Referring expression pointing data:
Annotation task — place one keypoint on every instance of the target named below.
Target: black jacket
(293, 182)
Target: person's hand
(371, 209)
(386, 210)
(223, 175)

Task directions: The whole of the data is to be returned with every line intact.

Reply to the task:
Annotation task — place one keypoint on every instance of the target named below.
Target: black jacket
(293, 182)
Target: person's hand
(371, 209)
(386, 210)
(223, 175)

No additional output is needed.